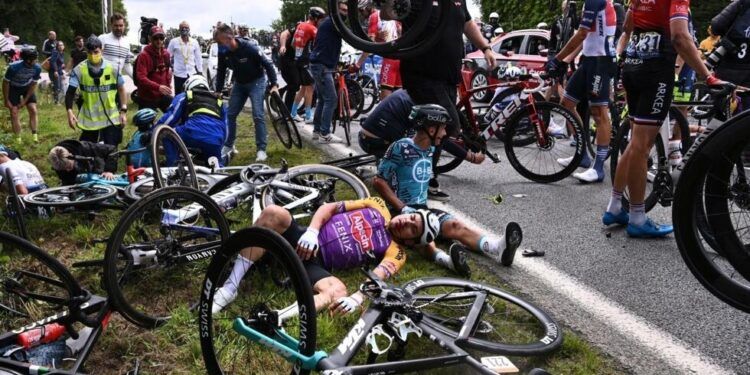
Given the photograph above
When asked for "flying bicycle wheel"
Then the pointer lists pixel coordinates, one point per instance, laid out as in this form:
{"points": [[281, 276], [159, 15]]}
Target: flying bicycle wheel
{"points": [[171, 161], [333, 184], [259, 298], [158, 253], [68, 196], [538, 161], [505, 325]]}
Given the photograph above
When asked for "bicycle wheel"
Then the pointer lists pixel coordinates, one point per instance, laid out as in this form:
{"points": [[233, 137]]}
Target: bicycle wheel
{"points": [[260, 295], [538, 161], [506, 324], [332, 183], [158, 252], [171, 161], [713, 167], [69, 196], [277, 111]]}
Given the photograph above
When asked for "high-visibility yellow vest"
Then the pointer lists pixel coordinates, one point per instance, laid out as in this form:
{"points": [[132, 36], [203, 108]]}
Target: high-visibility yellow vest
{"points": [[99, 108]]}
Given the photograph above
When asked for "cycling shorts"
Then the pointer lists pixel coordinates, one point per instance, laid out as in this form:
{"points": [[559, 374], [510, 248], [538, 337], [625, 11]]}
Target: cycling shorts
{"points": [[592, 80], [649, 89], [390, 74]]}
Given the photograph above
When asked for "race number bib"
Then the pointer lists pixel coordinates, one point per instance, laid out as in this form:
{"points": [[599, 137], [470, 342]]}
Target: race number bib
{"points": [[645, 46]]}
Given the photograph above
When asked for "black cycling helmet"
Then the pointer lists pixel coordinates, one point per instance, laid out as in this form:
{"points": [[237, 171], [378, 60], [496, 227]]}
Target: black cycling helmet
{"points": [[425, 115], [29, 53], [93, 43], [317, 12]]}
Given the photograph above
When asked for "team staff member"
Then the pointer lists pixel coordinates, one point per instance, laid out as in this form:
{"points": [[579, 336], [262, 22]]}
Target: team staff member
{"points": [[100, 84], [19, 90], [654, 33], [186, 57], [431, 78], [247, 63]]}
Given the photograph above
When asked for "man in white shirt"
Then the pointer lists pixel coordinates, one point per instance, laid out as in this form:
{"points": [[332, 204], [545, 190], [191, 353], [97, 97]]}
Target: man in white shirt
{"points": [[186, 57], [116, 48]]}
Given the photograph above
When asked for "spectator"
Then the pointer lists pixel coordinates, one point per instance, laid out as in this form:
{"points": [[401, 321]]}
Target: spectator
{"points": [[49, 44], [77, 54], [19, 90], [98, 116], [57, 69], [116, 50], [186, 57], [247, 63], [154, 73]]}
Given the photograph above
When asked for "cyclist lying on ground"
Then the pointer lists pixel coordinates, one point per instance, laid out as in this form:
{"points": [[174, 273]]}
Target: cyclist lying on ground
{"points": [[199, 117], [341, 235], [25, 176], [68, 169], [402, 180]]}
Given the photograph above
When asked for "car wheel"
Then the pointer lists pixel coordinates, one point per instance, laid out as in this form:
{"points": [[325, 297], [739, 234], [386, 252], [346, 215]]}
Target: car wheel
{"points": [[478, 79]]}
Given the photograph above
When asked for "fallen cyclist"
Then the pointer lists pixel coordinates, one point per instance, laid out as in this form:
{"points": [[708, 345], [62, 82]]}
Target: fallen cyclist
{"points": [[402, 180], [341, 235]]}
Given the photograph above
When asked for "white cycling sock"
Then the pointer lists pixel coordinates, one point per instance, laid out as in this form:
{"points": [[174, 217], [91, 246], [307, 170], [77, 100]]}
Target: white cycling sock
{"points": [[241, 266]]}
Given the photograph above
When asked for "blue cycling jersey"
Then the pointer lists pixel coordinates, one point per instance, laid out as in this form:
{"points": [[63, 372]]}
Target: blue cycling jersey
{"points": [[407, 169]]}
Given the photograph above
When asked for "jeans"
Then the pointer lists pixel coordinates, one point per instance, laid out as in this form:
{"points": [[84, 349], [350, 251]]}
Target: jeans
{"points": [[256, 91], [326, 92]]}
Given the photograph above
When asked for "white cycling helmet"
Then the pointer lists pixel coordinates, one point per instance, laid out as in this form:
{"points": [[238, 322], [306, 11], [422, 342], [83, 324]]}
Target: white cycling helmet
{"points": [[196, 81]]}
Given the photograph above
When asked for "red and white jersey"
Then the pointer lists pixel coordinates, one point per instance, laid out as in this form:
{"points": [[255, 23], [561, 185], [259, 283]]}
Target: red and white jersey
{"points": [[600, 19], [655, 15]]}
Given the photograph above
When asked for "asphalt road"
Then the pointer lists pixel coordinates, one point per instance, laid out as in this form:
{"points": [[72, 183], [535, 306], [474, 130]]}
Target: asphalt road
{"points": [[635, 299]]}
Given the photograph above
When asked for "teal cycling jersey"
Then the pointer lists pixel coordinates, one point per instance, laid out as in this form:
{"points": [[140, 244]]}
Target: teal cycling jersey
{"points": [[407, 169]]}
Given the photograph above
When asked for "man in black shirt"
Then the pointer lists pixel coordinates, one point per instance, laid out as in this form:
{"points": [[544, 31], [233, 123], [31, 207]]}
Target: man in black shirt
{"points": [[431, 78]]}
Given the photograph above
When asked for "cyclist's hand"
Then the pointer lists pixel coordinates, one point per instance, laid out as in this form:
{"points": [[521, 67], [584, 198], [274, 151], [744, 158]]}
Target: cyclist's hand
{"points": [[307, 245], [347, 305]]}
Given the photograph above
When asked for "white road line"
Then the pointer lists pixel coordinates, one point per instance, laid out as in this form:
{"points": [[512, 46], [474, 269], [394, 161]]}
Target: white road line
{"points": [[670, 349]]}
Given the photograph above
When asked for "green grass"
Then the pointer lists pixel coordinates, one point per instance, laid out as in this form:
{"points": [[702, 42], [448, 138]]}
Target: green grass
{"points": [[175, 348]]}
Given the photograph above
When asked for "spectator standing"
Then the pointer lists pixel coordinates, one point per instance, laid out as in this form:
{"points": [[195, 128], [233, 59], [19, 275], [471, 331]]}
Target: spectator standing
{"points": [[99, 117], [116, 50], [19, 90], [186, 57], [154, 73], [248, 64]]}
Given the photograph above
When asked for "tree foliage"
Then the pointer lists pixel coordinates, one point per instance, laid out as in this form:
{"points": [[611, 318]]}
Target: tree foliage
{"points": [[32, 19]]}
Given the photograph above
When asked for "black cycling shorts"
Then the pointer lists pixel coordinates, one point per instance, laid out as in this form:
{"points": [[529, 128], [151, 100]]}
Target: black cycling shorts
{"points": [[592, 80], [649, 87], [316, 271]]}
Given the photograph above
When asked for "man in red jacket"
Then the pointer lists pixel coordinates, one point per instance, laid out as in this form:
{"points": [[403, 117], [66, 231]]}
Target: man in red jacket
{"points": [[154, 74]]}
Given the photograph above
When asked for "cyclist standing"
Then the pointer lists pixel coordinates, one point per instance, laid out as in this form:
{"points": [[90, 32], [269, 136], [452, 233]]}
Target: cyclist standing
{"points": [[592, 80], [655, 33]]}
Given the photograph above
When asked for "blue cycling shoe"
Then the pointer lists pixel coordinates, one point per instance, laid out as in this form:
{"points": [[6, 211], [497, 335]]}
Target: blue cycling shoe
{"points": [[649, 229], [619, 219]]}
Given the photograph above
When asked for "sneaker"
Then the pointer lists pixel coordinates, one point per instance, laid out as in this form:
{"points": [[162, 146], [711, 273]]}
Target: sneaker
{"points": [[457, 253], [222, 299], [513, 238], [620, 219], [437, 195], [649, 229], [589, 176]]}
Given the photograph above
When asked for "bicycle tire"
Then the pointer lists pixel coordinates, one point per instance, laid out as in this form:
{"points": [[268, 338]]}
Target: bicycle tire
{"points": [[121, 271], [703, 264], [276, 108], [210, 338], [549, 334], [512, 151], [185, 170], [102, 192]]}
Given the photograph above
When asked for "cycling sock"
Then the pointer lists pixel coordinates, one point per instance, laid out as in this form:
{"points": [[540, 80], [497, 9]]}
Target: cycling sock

====================

Report each line of the listing above that contains the string "jersey", copied in full. Matches must have the same letter case.

When asked for "blue cycling jersey"
Target: blue cycling jersey
When asked for "red and white jersey"
Target: red and white jersey
When asked for "teal cycling jersey"
Target: teal cycling jersey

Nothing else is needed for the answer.